Stored data entries
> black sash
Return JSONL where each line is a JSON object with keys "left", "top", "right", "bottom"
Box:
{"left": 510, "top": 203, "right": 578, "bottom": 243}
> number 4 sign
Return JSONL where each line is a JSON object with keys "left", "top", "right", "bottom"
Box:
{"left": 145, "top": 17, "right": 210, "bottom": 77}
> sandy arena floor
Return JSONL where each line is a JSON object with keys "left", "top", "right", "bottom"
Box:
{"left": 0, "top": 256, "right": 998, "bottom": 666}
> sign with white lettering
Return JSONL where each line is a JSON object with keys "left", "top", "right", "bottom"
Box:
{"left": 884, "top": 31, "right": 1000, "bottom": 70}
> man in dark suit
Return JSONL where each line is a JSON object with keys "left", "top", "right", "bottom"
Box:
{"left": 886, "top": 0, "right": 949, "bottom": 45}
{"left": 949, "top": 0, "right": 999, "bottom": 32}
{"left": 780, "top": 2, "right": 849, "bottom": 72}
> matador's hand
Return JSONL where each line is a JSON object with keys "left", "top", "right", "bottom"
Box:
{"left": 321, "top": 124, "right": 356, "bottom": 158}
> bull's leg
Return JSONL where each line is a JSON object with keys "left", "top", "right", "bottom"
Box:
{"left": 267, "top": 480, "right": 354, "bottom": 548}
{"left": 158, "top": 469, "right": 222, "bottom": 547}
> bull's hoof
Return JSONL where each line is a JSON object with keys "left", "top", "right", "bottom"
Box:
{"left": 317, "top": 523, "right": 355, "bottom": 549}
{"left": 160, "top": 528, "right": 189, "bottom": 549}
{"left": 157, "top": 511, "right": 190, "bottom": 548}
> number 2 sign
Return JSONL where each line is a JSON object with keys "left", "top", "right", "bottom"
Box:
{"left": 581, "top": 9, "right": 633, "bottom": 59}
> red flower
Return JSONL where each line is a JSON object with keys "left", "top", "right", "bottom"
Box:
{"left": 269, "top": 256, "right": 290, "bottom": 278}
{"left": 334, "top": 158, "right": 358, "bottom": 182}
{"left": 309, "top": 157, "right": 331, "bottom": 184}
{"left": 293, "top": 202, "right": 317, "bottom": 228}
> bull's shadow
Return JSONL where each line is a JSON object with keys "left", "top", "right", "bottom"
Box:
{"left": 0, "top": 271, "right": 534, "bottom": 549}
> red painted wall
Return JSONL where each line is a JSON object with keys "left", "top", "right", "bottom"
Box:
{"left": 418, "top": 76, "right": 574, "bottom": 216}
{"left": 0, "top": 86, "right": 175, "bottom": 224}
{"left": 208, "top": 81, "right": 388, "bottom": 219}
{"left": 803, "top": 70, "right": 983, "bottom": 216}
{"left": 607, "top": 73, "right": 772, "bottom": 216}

* [PROBLEM DETAILS]: Check each line of the data above, and please copy the ones in which the string "sign" occurs.

* [RESPONSE AREA]:
> number 4 sign
> sign with white lettering
> number 2 sign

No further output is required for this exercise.